▶ YOUR OBJECTIVE: Count the lines in the material below that contain the string "outline", with case taken into account. Reply with the number alone.

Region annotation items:
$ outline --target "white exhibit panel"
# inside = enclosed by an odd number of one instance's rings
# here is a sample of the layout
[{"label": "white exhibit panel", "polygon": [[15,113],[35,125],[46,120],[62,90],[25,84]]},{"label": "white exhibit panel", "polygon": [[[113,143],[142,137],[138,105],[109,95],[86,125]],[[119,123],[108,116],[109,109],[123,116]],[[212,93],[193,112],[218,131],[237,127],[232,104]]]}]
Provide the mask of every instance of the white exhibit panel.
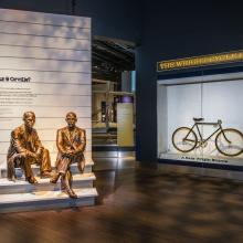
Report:
[{"label": "white exhibit panel", "polygon": [[24,112],[35,113],[35,128],[56,157],[56,130],[74,112],[86,130],[92,156],[91,19],[0,10],[0,169],[7,168],[11,130]]},{"label": "white exhibit panel", "polygon": [[159,80],[158,158],[243,166],[242,94],[243,73]]}]

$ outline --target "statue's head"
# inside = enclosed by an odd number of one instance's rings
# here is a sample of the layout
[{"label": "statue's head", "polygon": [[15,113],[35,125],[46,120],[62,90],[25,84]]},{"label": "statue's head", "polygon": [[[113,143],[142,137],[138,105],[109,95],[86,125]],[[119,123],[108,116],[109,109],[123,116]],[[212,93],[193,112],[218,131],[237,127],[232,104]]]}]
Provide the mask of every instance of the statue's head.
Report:
[{"label": "statue's head", "polygon": [[66,123],[67,123],[68,128],[74,128],[76,122],[77,122],[77,116],[75,113],[70,112],[66,114]]},{"label": "statue's head", "polygon": [[32,128],[35,123],[35,114],[33,112],[25,112],[23,114],[23,122],[25,127]]}]

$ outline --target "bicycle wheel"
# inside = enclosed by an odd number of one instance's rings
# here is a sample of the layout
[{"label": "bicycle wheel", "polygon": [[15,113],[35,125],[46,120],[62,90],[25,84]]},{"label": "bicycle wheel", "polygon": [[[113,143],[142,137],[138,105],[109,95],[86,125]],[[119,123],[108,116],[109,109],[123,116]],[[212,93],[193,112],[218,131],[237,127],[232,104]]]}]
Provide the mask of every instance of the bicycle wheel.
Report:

▶ FULL OUTPUT: 3